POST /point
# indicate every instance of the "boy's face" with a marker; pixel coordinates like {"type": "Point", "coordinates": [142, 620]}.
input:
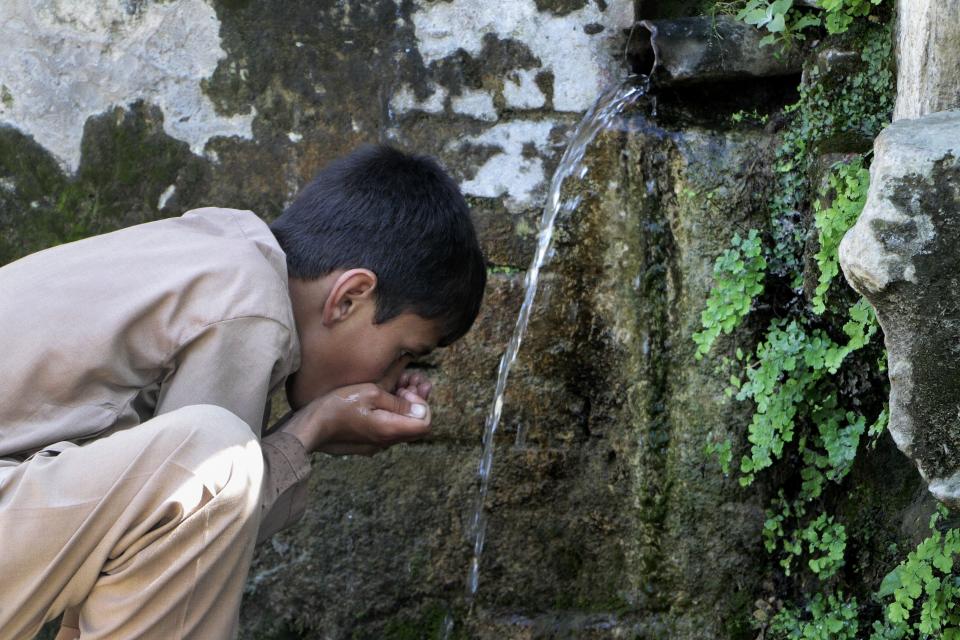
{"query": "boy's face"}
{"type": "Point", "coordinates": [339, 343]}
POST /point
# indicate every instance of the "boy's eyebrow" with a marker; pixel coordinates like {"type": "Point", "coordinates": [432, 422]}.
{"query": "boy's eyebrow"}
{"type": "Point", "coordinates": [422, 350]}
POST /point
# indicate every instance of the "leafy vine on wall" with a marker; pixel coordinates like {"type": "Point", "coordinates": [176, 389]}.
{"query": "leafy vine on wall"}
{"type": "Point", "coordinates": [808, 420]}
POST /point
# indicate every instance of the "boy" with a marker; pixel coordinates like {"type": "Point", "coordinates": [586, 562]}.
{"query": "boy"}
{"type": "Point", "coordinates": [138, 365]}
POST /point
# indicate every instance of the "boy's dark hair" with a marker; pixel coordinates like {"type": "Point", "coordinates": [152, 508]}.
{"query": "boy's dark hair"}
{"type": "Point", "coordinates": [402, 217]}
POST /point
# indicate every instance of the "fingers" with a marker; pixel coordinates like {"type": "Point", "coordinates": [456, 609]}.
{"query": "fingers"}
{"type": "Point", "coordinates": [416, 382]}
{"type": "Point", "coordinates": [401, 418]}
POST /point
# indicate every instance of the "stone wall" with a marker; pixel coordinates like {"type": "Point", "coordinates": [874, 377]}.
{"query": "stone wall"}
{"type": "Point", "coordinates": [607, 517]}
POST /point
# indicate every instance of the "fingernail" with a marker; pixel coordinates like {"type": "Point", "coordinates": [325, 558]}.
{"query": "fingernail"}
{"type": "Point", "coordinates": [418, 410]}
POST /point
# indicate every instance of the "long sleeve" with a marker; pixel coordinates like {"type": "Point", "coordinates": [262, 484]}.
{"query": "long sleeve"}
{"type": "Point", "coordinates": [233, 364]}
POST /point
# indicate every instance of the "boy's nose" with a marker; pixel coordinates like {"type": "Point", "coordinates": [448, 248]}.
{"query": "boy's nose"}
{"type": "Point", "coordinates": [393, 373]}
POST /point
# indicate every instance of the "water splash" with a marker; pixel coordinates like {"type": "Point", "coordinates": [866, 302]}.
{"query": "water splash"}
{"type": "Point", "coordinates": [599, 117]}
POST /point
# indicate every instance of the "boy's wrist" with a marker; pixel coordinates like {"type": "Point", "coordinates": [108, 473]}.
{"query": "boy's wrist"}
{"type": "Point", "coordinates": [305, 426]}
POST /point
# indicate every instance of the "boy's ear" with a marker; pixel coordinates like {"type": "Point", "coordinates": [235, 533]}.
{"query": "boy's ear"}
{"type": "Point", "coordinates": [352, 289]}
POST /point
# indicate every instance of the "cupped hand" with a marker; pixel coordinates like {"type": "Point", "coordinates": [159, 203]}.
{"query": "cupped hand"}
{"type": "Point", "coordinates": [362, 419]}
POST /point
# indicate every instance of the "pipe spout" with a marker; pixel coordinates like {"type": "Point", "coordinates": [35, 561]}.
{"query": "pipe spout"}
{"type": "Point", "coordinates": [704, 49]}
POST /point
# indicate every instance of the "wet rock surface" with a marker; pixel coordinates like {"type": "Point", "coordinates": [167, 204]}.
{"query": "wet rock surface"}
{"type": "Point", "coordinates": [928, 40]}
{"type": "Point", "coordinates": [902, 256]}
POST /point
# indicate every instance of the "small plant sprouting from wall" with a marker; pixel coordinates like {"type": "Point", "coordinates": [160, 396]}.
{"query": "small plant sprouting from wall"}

- - - -

▶ _Direction_
Write out again every line above exactly as given; the pictures do not belong in the copy.

▶ _Answer for this exercise_
POST /point
# indicate every instance of the "boy's face" with a marker; pixel coordinates like {"type": "Point", "coordinates": [142, 620]}.
input:
{"query": "boy's face"}
{"type": "Point", "coordinates": [339, 343]}
POST /point
# indicate every instance of the "boy's eyebrow" with a marker; pixel coordinates like {"type": "Point", "coordinates": [432, 422]}.
{"query": "boy's eyebrow"}
{"type": "Point", "coordinates": [422, 350]}
POST /point
# indicate every instance of the "leafy vine on wall" with a marker; pixel coordinates like {"type": "Point", "coordinates": [176, 389]}.
{"query": "leafy vine on wall"}
{"type": "Point", "coordinates": [808, 420]}
POST /point
# indicate every instance of the "boy" with a marker; pixel coordinates like {"type": "Point", "coordinates": [586, 562]}.
{"query": "boy"}
{"type": "Point", "coordinates": [138, 365]}
POST /point
# indicate every instance of the "boy's dark hair" with a marker; pixel coordinates like {"type": "Point", "coordinates": [152, 508]}.
{"query": "boy's dark hair"}
{"type": "Point", "coordinates": [402, 217]}
POST /point
# indicate every instance of the "fingers" with a marker; pixel coordinates like {"type": "Point", "coordinates": [456, 609]}.
{"query": "fingers"}
{"type": "Point", "coordinates": [416, 382]}
{"type": "Point", "coordinates": [401, 418]}
POST /point
# indicate every instance of the "stone wall" with a marker; pixel coordinates like {"type": "Point", "coordinates": [874, 377]}.
{"query": "stone wall"}
{"type": "Point", "coordinates": [607, 517]}
POST /point
# indicate every instance of the "fingernail" with a marker; pixel coordinates like {"type": "Point", "coordinates": [325, 558]}.
{"query": "fingernail"}
{"type": "Point", "coordinates": [418, 410]}
POST /point
# indicate every instance of the "long sleeve" with a marker; pixel coordinates like {"type": "Point", "coordinates": [262, 484]}.
{"query": "long sleeve"}
{"type": "Point", "coordinates": [233, 364]}
POST /point
# indicate every instance of the "boy's nose" with a marker; pixel coordinates like {"type": "Point", "coordinates": [448, 248]}.
{"query": "boy's nose"}
{"type": "Point", "coordinates": [393, 373]}
POST /point
# indicate every instance of the "water splash" with a marker; pixel coordinates like {"type": "Point", "coordinates": [866, 302]}.
{"query": "water splash"}
{"type": "Point", "coordinates": [599, 117]}
POST /point
# indicate every instance of the "boy's wrist" with a marker; pixel coordinates like {"type": "Point", "coordinates": [108, 473]}.
{"query": "boy's wrist"}
{"type": "Point", "coordinates": [305, 426]}
POST /point
# indicate every instance of the "boy's ear" with a marker; pixel coordinates like {"type": "Point", "coordinates": [235, 533]}.
{"query": "boy's ear"}
{"type": "Point", "coordinates": [352, 289]}
POST /point
# indicate every instance of the "cupped hand" with a marker; pixel coordinates like {"type": "Point", "coordinates": [159, 203]}.
{"query": "cupped hand"}
{"type": "Point", "coordinates": [362, 419]}
POST /point
# indicate every instance of the "pipe spout" with a marker; pixel coordinates like {"type": "Point", "coordinates": [35, 561]}.
{"query": "pipe spout"}
{"type": "Point", "coordinates": [704, 49]}
POST /point
# indicate every instance of the "wet rock surface" with a marker; pixel coordinates like {"type": "Point", "coordinates": [167, 204]}.
{"query": "wet rock surface"}
{"type": "Point", "coordinates": [928, 40]}
{"type": "Point", "coordinates": [902, 256]}
POST /point
# indicate every instance of the "small plant sprouting from wall" with a marker; pixel coordinates like {"type": "Point", "coordinates": [160, 396]}.
{"query": "small plant sprouting from wall"}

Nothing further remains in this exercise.